* [EXERCISE BRIEF]
From the book review below, return the passage starting with "That said, there" and going on through "called ‘Dobbie’ throughout.", copied word for word.

* [PASSAGE]
# # # # # # #
As for the adventures themselves, I began to gain the impression that each expedition had been described in the manner of a botanical specimen, each inflorescence reduced to a floral formula; flattened, dessicated and inspected for its features alone. Having never met Prance, I have no idea whether this is typical of either the man or his attitude to life, but given how keen I was to enjoy this book, I was disappointed by the dry writing style. A telling comment appears halfway through, in a passing remark about having met the author Redmond O’Hanlon, whose tales of travels with the Yanomani of Venezuala are one of the great accounts of this region. “I commented that I would be really ashamed to run an expedition like that, but that as a writer, he had to have so many misfortunes to make a good story!” This seems doubly unfair, as there are no shortage of mishaps in Prance’s own travels, but also because these do not in themselves make for a readable account. The photos and illustrations throughout are wonderful, and the production quality is excellent, making it great value for $69. It’s not meant as a coffee-table book though, and therefore doesn’t quite fit that niche either.

That said, there are some genuinely interesting anecdotes. A field trip to collect fruitflies with the great geneticist Dobzhansky was enlivened by his insistence on carrying mashed bananas all the way across Brazil to the Yanomani, whose staple crop is… bananas. He appears to have been a demanding and eccentric guest, though is thought of affectionately enough to be called ‘Dobbie’ throughout.
# # # # # # #
* [RECORD EXCERPTS]
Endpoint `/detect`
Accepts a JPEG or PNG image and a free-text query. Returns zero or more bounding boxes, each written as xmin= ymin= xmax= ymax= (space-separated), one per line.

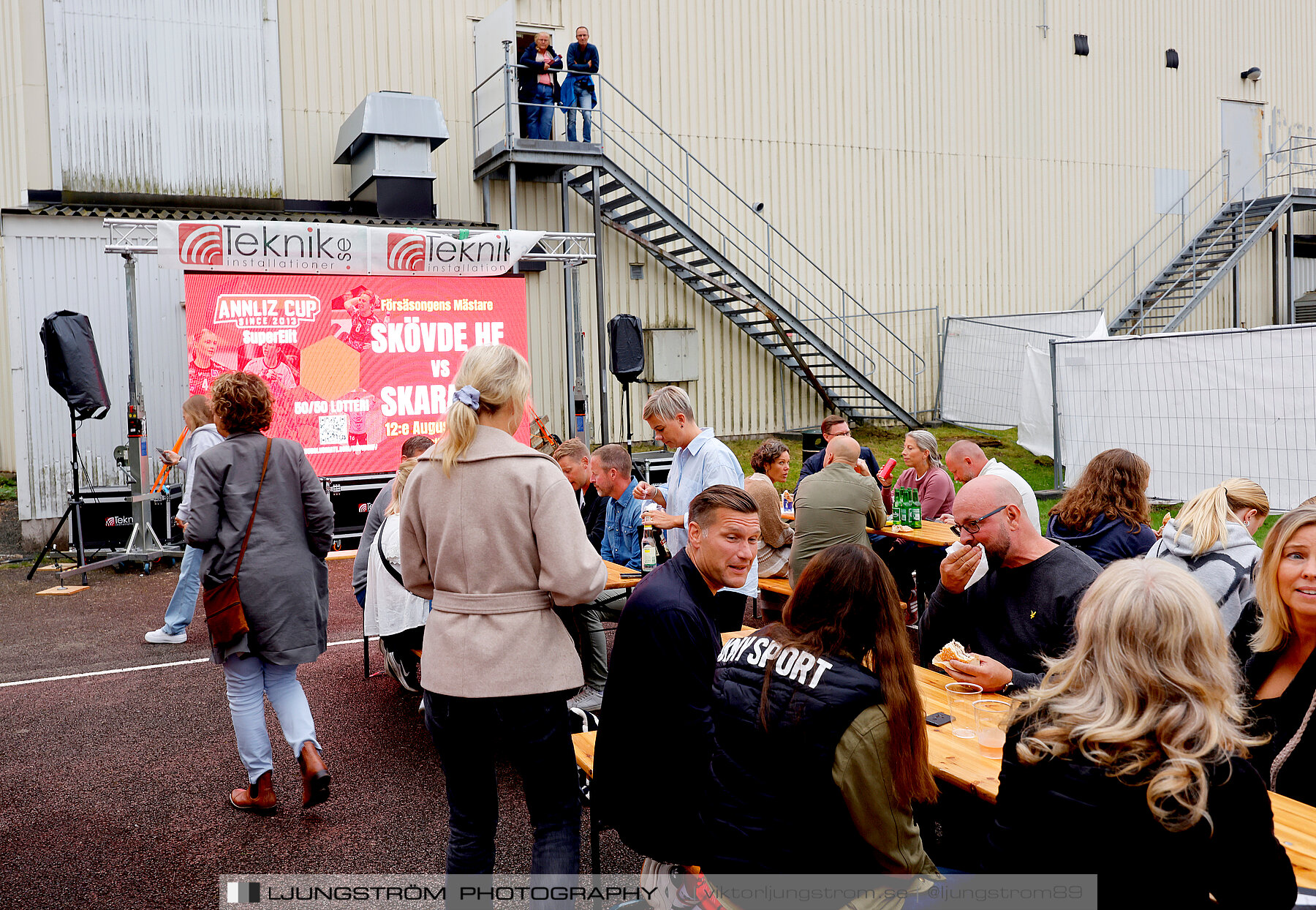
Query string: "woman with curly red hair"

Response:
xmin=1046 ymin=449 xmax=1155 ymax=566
# # # # # # #
* [PROBLEM SOLUTION]
That said, there are some genuinely interesting anecdotes. A field trip to collect fruitflies with the great geneticist Dobzhansky was enlivened by his insistence on carrying mashed bananas all the way across Brazil to the Yanomani, whose staple crop is… bananas. He appears to have been a demanding and eccentric guest, though is thought of affectionately enough to be called ‘Dobbie’ throughout.